__What you should do__:
The complete data, repeated exactly, should form your response.

(Dataset excerpts)
+ + + + + + +

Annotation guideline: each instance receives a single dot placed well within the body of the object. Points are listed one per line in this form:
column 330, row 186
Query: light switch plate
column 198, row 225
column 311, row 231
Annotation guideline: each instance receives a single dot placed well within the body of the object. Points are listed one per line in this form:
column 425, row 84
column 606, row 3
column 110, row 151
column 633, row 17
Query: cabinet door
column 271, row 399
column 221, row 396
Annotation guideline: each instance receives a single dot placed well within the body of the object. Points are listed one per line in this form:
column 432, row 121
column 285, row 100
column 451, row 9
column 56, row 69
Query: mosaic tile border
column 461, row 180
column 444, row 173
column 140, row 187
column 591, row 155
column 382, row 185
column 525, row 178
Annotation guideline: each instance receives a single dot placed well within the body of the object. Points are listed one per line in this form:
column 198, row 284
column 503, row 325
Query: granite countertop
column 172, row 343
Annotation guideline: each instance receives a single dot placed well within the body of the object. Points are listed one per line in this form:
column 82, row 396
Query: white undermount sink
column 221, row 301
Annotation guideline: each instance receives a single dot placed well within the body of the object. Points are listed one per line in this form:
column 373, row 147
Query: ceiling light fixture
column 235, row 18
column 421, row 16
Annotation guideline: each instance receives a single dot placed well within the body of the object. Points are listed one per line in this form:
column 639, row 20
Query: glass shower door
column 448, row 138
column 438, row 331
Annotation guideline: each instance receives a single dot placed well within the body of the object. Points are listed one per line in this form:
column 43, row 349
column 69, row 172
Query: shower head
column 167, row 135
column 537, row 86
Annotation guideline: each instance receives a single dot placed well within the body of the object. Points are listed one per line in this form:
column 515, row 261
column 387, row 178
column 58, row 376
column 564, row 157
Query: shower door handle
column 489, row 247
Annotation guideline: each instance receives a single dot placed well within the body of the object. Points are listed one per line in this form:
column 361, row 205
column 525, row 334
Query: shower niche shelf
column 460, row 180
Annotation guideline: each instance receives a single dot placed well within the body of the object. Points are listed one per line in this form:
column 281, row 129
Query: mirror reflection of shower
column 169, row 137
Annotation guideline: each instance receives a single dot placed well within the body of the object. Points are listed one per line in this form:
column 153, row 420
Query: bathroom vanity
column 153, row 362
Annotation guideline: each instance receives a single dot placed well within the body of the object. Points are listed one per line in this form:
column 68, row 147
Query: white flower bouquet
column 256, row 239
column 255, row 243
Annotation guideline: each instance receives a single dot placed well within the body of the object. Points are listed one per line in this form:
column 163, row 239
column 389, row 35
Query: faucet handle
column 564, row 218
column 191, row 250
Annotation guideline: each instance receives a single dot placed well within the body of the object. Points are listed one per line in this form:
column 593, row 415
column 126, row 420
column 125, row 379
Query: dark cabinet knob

+ + + + + + +

__Exercise response__:
Annotation guideline: each instance receives a single dot placed well within the body of the object. Points are listed one per line in this form:
column 330, row 186
Query: light switch plate
column 198, row 225
column 311, row 231
Annotation guideline: each instance receives a single dot placed well within the body of the object. Points are listed one per line in this form:
column 425, row 84
column 606, row 3
column 110, row 151
column 633, row 17
Query: cabinet door
column 271, row 399
column 221, row 396
Annotation guideline: each instance receives a single dot placed well within the body of the object. Points are listed one per line in this form:
column 432, row 121
column 285, row 100
column 451, row 9
column 56, row 69
Query: mosaic tile border
column 461, row 180
column 444, row 173
column 140, row 187
column 591, row 155
column 382, row 185
column 525, row 178
Annotation guideline: each instance receives a single dot placed well within the body of the object. Points are listed one per line in this form:
column 198, row 284
column 503, row 325
Query: granite countertop
column 172, row 343
Annotation guideline: each instance receives a single dot placed well within the body of the object. Points are listed one per line in this form:
column 82, row 396
Query: white undermount sink
column 221, row 301
Annotation guideline: each instance receives a single dot placed well within the body of the object. Points are listed one per line in this form:
column 373, row 147
Query: ceiling light fixture
column 235, row 18
column 421, row 16
Annotation guideline: each instance receives a single dot placed well within the body of the object. Points are listed one per line in this form:
column 639, row 20
Query: glass shower door
column 448, row 138
column 438, row 331
Annotation guideline: each instance receives a single dot placed well within the body of the object. Points are listed one per line in this form:
column 43, row 349
column 69, row 172
Query: shower head
column 167, row 135
column 537, row 86
Annotation guideline: each instance receives a single dot placed well within the body of the object. Points are listed one per line in this form:
column 515, row 261
column 387, row 178
column 58, row 376
column 564, row 157
Query: shower door handle
column 489, row 247
Annotation guideline: each instance receives a single dot placed well within the body of the object. Points are listed one per line in this form:
column 361, row 205
column 525, row 334
Query: shower niche shelf
column 460, row 180
Annotation guideline: each instance receives a single dot placed well within the body of the object. Points are listed one per line in this form:
column 281, row 129
Query: mirror reflection of shower
column 169, row 137
Annotation guideline: each instance receives a single dot placed well within the body of the object. Points are listed one per line in this form:
column 153, row 420
Query: bathroom vanity
column 153, row 362
Annotation guideline: each instance receives a single dot placed well within the body of the object. Points are listed one per line in this form:
column 68, row 147
Query: white flower bouquet
column 256, row 239
column 255, row 243
Annotation guideline: each instance receives a single dot placed well within the body of the object. Points are listed one per line in this form:
column 163, row 239
column 389, row 35
Query: faucet handle
column 564, row 218
column 191, row 250
Annotation guideline: each instance receives a single dot placed well within the body of the object. Points are listed one per line in this form:
column 593, row 415
column 126, row 420
column 125, row 379
Query: dark cabinet knob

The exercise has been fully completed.